• Written instruction 1:
Answer these questions about the two-poles proof:
(a) What height in metres does the question ask to prove for 'h'?
(b) Which two triangles does the answer first show to be similar?
(c) By which similarity test are the triangles shown to be similar?

• Passage given:

Question

Two poles of heights 'a' metres and 'b' metres are 'p' metres apart. Prove that the height 'h' drawn from the point of intersection N of the lines joining the top of each pole to the foot of the opposite pole is $\frac{ab}{a+b}$ metres.

Answer 1

$$\begin{gathered} \mathrm{In}△\mathrm{RBA}\text{and}△\mathrm{NTA}, \\ \angle \mathrm{RBA}=\angle \mathrm{NTA}[90°\mathrm{each}] \\ \angle \mathrm{RAB}=\angle \mathrm{NAT}[\mathrm{Common}\mathrm{angle}\text{s}] \\ \mathrm{Therefore},\mathrm{by}\mathrm{AA}\mathrm{similarity}\mathrm{test}, \\ △\mathrm{RBA}~△\mathrm{NTA} \\ \therefore \frac{\mathrm{RB}}{\mathrm{NT}}=\frac{\mathrm{AB}}{\mathrm{AT}} \\ \Rightarrow \frac{a}{h}=\frac{p}{x} \\ \Rightarrow a=\frac{hp}{x}...\left(1\right) \\ \mathrm{In}△\mathrm{SAB}\text{and}△\mathrm{NTB}, \\ \angle \mathrm{SAB}=\angle \mathrm{NTB}[90°\mathrm{each}] \\ \angle \mathrm{SBA}=\angle \mathrm{NBT}[\mathrm{Common}\mathrm{angle}\text{s}] \\ \mathrm{Therefore},\mathrm{by}\mathrm{AA}\mathrm{similarity}\mathrm{test}, \\ △\mathrm{SAB}~△\mathrm{NTB} \\ \therefore \frac{\mathrm{SA}}{\mathrm{NT}}=\frac{\mathrm{AB}}{\mathrm{TB}} \\ \Rightarrow \frac{b}{h}=\frac{p}{y} \\ \Rightarrow b=\frac{hp}{y}...\left(2\right) \\ \mathrm{From}\left(1\right)\&\left(2\right),\text{we get:} \\ ab=\frac{hp}{x}\times \frac{hp}{y} \\ ab=\frac{h^2{p}^2}{xy}...\left(3\right) \\ \mathrm{From}\left(1\right)\&\left(2\right),\text{we get:} \\ a+b=\frac{hp}{x}+\frac{hp}{y} \\ =\frac{hpy+hpx}{xy} \\ =hp\left(\frac{1}{x}+\frac{1}{y}\right)...\left(4\right) \\ \frac{ab}{a+b}=\frac{{\displaystyle \frac{h^2{p}^2}{xy}}}{hp\left(\frac{1}{x}+\frac{1}{y}\right)}[\mathrm{From}(3)\&(4\left)\right] \\ =\frac{hp}{x+y} \\ =\frac{hp}{p} \\ =h \\ \mathrm{Hence}\mathrm{proved}. \end{gathered}$$

Pointing dataset excerpts:

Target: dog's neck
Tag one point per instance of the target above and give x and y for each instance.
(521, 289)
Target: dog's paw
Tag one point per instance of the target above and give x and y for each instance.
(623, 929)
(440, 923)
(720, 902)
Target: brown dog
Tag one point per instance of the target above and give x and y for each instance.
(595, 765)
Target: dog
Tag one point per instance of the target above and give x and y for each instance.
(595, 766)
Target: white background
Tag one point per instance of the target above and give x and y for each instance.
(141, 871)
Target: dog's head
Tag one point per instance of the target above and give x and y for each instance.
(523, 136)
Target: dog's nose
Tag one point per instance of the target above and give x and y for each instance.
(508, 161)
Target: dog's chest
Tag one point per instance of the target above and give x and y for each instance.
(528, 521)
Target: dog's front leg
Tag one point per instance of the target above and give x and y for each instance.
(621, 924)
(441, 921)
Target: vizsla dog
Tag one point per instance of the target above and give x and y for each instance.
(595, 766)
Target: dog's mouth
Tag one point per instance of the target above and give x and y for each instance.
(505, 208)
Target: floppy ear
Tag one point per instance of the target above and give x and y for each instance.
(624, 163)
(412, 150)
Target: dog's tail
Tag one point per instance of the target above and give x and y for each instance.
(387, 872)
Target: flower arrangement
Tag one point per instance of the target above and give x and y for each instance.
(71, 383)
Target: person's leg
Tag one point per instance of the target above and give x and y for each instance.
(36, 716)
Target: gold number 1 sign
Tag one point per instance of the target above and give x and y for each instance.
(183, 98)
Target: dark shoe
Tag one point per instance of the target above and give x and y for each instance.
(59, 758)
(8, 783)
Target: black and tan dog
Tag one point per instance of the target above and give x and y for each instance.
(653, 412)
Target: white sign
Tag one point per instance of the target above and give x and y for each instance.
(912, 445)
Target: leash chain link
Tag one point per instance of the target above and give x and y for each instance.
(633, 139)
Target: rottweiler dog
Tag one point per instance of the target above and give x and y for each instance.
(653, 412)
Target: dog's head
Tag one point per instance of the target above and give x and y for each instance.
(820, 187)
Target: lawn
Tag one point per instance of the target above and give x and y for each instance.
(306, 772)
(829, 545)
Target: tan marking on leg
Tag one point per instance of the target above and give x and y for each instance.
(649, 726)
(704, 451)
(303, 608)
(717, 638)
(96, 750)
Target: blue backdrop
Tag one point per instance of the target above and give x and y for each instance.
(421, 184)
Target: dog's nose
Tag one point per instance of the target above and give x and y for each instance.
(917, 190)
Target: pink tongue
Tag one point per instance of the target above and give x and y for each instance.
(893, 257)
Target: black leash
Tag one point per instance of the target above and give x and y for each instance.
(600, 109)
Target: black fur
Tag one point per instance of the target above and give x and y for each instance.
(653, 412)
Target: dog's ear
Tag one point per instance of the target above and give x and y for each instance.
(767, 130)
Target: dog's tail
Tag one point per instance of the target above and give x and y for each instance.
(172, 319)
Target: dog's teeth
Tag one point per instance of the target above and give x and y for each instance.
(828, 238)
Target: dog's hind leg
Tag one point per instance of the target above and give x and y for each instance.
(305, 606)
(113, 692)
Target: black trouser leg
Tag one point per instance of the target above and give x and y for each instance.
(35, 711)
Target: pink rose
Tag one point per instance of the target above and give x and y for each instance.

• Written instruction 2:
Pick out every line of the listing that contains the word "leash".

• Result 1:
(a) ab/(a+b) metres
(b) △RBA and △NTA
(c) The AA similarity test

• Result 2:
Target: leash chain link
Target: black leash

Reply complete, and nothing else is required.